** Start DATA PROVIDED **

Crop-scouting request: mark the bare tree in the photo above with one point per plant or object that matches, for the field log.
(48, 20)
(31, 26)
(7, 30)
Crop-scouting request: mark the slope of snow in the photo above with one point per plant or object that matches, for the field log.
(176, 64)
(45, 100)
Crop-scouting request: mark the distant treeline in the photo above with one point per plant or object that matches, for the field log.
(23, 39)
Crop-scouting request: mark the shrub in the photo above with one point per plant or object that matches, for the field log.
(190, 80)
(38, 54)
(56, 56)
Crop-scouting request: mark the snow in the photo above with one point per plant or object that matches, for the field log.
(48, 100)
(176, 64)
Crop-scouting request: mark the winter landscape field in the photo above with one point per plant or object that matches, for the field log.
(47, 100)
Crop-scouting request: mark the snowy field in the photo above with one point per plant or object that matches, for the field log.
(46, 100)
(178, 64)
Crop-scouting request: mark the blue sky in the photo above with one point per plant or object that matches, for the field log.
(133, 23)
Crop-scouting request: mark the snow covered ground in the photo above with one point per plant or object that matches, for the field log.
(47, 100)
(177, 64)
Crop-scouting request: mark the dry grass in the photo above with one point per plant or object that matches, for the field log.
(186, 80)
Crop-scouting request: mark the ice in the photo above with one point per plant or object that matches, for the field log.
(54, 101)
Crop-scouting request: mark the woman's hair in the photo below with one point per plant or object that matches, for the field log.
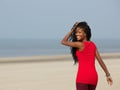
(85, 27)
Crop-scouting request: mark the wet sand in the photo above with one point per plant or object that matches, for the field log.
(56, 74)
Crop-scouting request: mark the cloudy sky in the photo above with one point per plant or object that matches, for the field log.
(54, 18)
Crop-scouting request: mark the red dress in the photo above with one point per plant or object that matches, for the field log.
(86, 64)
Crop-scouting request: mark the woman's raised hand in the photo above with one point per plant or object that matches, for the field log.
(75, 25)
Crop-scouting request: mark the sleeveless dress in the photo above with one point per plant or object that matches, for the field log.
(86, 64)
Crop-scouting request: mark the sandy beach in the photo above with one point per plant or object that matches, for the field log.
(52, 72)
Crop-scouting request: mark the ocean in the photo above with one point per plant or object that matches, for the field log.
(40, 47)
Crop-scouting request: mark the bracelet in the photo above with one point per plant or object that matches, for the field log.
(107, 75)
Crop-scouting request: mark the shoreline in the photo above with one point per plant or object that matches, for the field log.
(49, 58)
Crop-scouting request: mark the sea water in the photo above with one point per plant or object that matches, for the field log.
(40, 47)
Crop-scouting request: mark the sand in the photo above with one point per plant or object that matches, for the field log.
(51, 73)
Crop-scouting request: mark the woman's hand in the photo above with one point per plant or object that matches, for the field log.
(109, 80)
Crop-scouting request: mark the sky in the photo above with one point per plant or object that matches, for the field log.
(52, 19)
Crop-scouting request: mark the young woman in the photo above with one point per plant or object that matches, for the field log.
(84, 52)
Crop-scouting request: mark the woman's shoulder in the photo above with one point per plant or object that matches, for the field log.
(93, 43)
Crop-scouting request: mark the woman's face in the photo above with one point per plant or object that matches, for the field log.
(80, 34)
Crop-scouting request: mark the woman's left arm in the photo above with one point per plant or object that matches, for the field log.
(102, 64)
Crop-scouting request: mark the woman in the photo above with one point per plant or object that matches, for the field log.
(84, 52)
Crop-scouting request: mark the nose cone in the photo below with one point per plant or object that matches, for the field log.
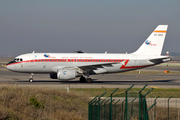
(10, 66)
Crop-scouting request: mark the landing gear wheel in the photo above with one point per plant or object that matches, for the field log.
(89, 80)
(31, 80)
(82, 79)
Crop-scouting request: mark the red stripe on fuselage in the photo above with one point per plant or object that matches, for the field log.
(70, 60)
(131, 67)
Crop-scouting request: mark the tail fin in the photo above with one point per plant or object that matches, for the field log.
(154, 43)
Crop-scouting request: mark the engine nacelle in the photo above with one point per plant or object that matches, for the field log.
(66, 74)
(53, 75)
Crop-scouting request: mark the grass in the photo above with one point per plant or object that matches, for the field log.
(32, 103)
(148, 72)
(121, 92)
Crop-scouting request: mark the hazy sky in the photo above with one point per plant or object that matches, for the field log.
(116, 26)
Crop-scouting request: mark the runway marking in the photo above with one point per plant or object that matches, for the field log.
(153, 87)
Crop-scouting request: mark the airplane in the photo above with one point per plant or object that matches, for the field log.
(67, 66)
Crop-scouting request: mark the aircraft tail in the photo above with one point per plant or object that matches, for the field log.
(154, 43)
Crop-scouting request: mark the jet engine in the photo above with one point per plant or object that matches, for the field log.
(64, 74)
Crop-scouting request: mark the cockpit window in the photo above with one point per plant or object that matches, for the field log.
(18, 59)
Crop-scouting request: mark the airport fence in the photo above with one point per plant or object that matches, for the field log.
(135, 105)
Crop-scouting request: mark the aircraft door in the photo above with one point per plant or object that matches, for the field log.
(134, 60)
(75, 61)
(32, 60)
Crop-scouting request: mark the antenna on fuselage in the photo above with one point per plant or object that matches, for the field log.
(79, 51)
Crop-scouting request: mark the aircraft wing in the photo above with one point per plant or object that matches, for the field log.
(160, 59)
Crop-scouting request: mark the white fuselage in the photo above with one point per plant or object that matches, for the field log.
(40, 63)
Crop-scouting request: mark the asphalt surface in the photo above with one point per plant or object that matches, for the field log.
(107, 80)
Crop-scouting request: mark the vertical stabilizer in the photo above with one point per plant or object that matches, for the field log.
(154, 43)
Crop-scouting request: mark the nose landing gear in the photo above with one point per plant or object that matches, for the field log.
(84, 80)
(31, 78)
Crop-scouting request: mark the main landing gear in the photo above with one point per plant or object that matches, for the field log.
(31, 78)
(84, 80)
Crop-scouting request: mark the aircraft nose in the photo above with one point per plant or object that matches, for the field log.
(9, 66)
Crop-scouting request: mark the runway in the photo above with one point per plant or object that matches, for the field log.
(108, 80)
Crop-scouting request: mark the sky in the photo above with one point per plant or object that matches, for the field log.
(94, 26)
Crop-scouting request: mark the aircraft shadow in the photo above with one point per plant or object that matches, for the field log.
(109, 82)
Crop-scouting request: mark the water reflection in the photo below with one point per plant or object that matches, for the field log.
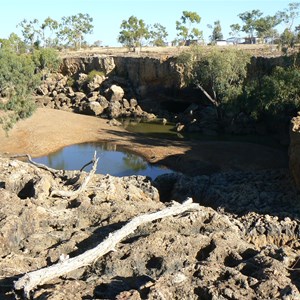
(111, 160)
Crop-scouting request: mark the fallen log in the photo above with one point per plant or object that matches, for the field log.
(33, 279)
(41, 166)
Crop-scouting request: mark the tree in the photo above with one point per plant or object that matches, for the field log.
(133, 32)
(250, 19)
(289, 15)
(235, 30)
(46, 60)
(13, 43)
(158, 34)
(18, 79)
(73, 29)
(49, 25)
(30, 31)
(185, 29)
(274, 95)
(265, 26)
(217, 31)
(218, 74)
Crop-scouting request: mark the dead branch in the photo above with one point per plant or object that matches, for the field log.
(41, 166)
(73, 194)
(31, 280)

** End DATA PROVIDED **

» **OBJECTIVE**:
Reproduce every entry exactly, but omit each picture.

» **ANSWER TO THIS PROBLEM**:
Crop-scouting request: mark the bare tree in the photo above with one point per plant or object that matches, for the field log.
(48, 20)
(31, 26)
(7, 30)
Crop-scouting request: mark the slope of snow in the photo above with one point per plant or object that matches, for the field log.
(176, 64)
(45, 100)
Crop-scouting request: mark the distant treeline in the photo above with one point per plant or object that matches, for the field log.
(23, 39)
Crop-scouting request: mark the shrub in the photo above with one point per plant or object that matches, for the field log.
(190, 80)
(38, 54)
(56, 56)
Crop-scouting request: mark the snow in the photo above with one point per plant or object that matches, for the field log.
(48, 100)
(176, 64)
Crop-scouting request: mark the winter landscape field in the photo above with one point per plant or object that matches, for the field log.
(47, 100)
Crop-scouting request: mark the snowy field in the photo above with one point per plant or object that matches, for the field log.
(46, 100)
(178, 64)
Crop-scouting request: mark the blue sky in the photo above with one point per plant or object that matches, for the field log.
(133, 23)
Crop-scouting request: mark the snow covered ground in the photo above with one point per plant or object that matches, for the field log.
(47, 100)
(177, 64)
Crop-scouting request: mark the dry grass in the photo above with one point per plant or object that matches, for the field log.
(186, 80)
Crop-scouting request: mark the ice in the photo above with one point per plant or object that matches, for the field log.
(54, 101)
Crop-scouting request: mark the woman's hair in the photo below with one point per plant or object that matches, for the field log.
(85, 27)
Crop-scouting request: mark the wet sand in the photo above with one point per plant or object that matches, for the field log.
(56, 74)
Crop-scouting request: mark the cloudy sky in the photo above with one point per plant or object that matches, for the field log.
(54, 18)
Crop-scouting request: mark the red dress in the photo above with one point per plant or object that matches, for the field log.
(86, 64)
Crop-scouting request: mark the woman's raised hand in the photo above with one point per plant or object that matches, for the field log.
(75, 25)
Crop-scouting request: mark the sleeveless dress in the photo above with one point per plant or object that matches, for the field log.
(86, 64)
Crop-scouting request: mark the sandy beach in the photo above with one point per plant or object that matches, for the field log.
(52, 72)
Crop-scouting request: mark the ocean in the photo above with one point per plant or object that matches, for the field log.
(40, 47)
Crop-scouting request: mark the bracelet in the photo above with one point per plant or object that matches, for the field log.
(107, 75)
Crop-scouting request: mark the shoreline in the photo above with one point per plant or object that matches, for the field log.
(49, 58)
Crop-scouting request: mark the sea water in the photo above with one point per plant or object that matches, for the field log.
(40, 47)
Crop-scouting request: mark the sand in the photo above with one point per plant or object that matches, for the field log.
(51, 73)
Crop-scouting request: mark the woman's hand in the photo above with one point per plant or object that matches, for the field log.
(109, 80)
Crop-scouting request: mark the sky in the photo above with one point per plant or object that matches, for the field log.
(52, 19)
Crop-scouting request: mark the young woman in the photo above with one point per plant or object that matches, for the field log.
(84, 52)
Crop-scouting request: mark the woman's shoulder in the photo above with one point per plant or object that matches, for the field log.
(93, 43)
Crop-scouting request: mark the woman's face in the photo above with one point per plant or object that matches, for the field log.
(80, 34)
Crop-scouting request: mark the woman's left arm in the photo above with one point per plant or object that matches, for the field log.
(102, 64)
Crop-scouting request: mark the woman in the photo above with one point per plant or object that matches, for the field log.
(84, 52)
Crop-scouting request: mark the nose cone in the photo below with one point per plant or object that matches, for the field log.
(10, 66)
Crop-scouting request: mark the landing gear wheel in the photo above with one point per plant or object that matches, for the field log.
(89, 80)
(31, 80)
(82, 79)
Crop-scouting request: mark the red stripe on fuselage in the photo above with one point per plant or object that matches, for the field log.
(70, 60)
(131, 67)
Crop-scouting request: mark the tail fin in the photo above with one point per plant or object that matches, for the field log.
(154, 43)
Crop-scouting request: mark the engine nacelle in the photo above with one point per plant or object that matches, for the field log.
(66, 74)
(53, 75)
Crop-scouting request: mark the grass in the photo above with one point per plant or object that matches, for the field log.
(32, 103)
(148, 72)
(121, 92)
Crop-scouting request: mark the hazy sky in the photo above with one point per plant or object that matches, for the field log.
(116, 26)
Crop-scouting request: mark the runway marking in the photo above with one point per plant or object that matches, for the field log.
(153, 87)
Crop-scouting request: mark the airplane in the photo above with one point per plant or object that matches, for the field log.
(67, 66)
Crop-scouting request: mark the aircraft tail in the photo above with one point per plant or object that matches, for the field log.
(154, 43)
Crop-scouting request: mark the jet engine in the photo above with one point per plant or object that matches, for the field log.
(64, 74)
Crop-scouting request: mark the cockpit window in the photo above with one point per plant or object that matches, for the field log.
(18, 59)
Crop-scouting request: mark the airport fence in the photo above with one point per plant or object that matches, for the field log.
(135, 105)
Crop-scouting request: mark the aircraft door in the photo above with one point per plant or object that matches, for the field log.
(134, 60)
(75, 61)
(32, 60)
Crop-scouting request: mark the antenna on fuselage in the photo above with one point per plant or object that matches, for the field log.
(79, 51)
Crop-scouting request: mark the aircraft wing in the photo above with one point per plant or object that matches, for the field log.
(160, 59)
Crop-scouting request: mark the white fuselage in the photo above with one point per plant or object that matches, for the field log.
(40, 63)
Crop-scouting request: mark the asphalt surface in the photo above with one point per plant or object that matches, for the field log.
(107, 80)
Crop-scouting request: mark the vertical stabilizer in the photo above with one point per plant or object that matches, for the field log.
(154, 43)
Crop-scouting request: mark the nose landing gear in the photo above with one point per plant or object that matches, for the field log.
(84, 80)
(31, 78)
Crop-scouting request: mark the main landing gear in the photo above with one point per plant or object that matches, for the field log.
(31, 78)
(84, 80)
Crop-scouting request: mark the aircraft nose in the photo above with one point per plant or object that matches, for the field log.
(9, 66)
Crop-scouting request: mark the runway in the photo above with one point per plant or object that matches, for the field log.
(108, 80)
Crop-scouting request: mark the sky in the photo above with one point per plant or object that matches, for the field log.
(94, 26)
Crop-scouting request: mark the aircraft shadow in the photo above with one point per plant or object that matches, for the field log.
(109, 82)
Crop-scouting request: mark the water reflection in the photo below with one point per plant or object that matches, for the field log.
(111, 160)
Crop-scouting request: mark the fallen log in the photo above with one point per plant or object that matches, for the field log.
(33, 279)
(41, 166)
Crop-scouting request: mark the tree in the photo above with one point per plant or object that matches, for the field log.
(133, 32)
(250, 19)
(289, 15)
(235, 30)
(46, 60)
(13, 43)
(158, 34)
(18, 79)
(73, 29)
(49, 25)
(30, 31)
(185, 29)
(274, 95)
(265, 26)
(217, 31)
(218, 74)
Crop-scouting request: mark the dead branch in the photo above with one point per plant or object that matches, for the field log.
(41, 166)
(73, 194)
(31, 280)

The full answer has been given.